**AIM OF THE EXERCISE:**
Put the stretch of the records below, from the line containing "Query: wooden post" through the end of the records, into a Markdown table with the columns No. and Line. Number each row, give its line, and leave out blank lines.

**Stored data:**

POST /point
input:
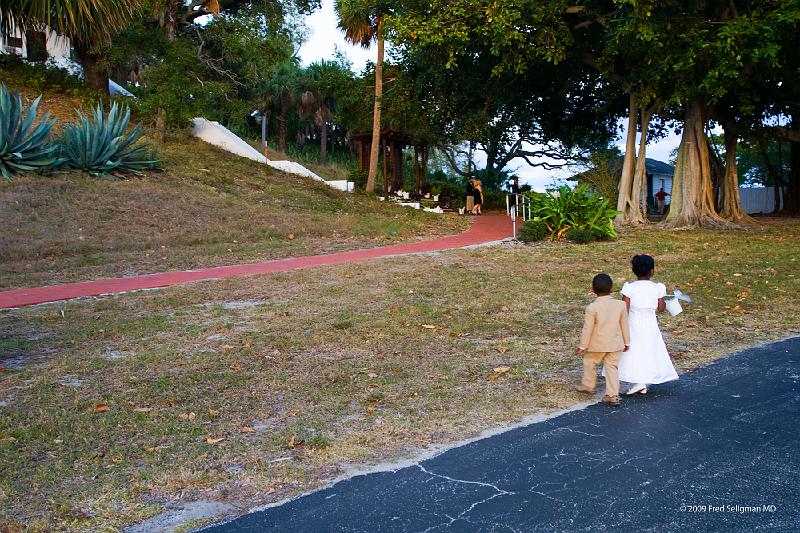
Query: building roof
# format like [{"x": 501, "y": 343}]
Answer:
[{"x": 654, "y": 166}]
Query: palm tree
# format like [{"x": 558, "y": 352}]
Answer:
[
  {"x": 325, "y": 79},
  {"x": 86, "y": 23},
  {"x": 362, "y": 22},
  {"x": 284, "y": 86}
]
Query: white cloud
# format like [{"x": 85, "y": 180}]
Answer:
[{"x": 325, "y": 37}]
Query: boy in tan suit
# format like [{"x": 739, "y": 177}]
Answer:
[{"x": 605, "y": 336}]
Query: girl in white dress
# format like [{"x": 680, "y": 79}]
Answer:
[{"x": 647, "y": 360}]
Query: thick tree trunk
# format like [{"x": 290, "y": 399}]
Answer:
[
  {"x": 730, "y": 203},
  {"x": 94, "y": 76},
  {"x": 323, "y": 144},
  {"x": 625, "y": 202},
  {"x": 376, "y": 116},
  {"x": 692, "y": 202}
]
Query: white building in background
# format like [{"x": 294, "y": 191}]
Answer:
[{"x": 45, "y": 45}]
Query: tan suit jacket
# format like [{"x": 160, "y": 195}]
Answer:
[{"x": 605, "y": 326}]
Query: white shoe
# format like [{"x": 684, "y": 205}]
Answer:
[{"x": 639, "y": 388}]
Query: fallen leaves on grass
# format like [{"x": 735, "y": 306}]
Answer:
[{"x": 498, "y": 372}]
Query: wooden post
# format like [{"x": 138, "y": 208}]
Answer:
[
  {"x": 424, "y": 172},
  {"x": 385, "y": 167},
  {"x": 417, "y": 181},
  {"x": 397, "y": 159}
]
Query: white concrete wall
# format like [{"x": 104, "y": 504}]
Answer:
[
  {"x": 58, "y": 48},
  {"x": 220, "y": 136},
  {"x": 657, "y": 178},
  {"x": 758, "y": 199}
]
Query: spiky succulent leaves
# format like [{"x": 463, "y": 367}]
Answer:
[
  {"x": 101, "y": 146},
  {"x": 24, "y": 146}
]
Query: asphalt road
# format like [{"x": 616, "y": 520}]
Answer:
[{"x": 718, "y": 450}]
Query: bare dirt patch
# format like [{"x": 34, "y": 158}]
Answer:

**RESULT FOR THIS EXERCISE:**
| No. | Line |
|---|---|
| 1 | Query: wooden post |
| 2 | # format like [{"x": 138, "y": 208}] |
| 3 | Answer: |
| 4 | [ |
| 5 |   {"x": 424, "y": 172}, |
| 6 |   {"x": 385, "y": 167}, |
| 7 |   {"x": 417, "y": 181}, |
| 8 |   {"x": 397, "y": 159} |
| 9 | ] |
| 10 | Query: white concrete wall |
| 11 | # format like [{"x": 104, "y": 504}] |
| 12 | Answer: |
| 13 | [ |
| 14 |   {"x": 58, "y": 48}, |
| 15 |   {"x": 220, "y": 136}, |
| 16 |   {"x": 657, "y": 178}, |
| 17 |   {"x": 758, "y": 199} |
| 18 | ] |
| 19 | Query: spiky succulent leaves |
| 20 | # format like [{"x": 463, "y": 367}] |
| 21 | Answer: |
| 22 | [ |
| 23 |   {"x": 101, "y": 146}, |
| 24 |   {"x": 24, "y": 146} |
| 25 | ] |
| 26 | Query: asphalt road |
| 27 | # format like [{"x": 616, "y": 520}] |
| 28 | Answer: |
| 29 | [{"x": 718, "y": 450}] |
| 30 | Query: bare dirt patch |
| 31 | # format like [{"x": 34, "y": 158}] |
| 32 | Answer: |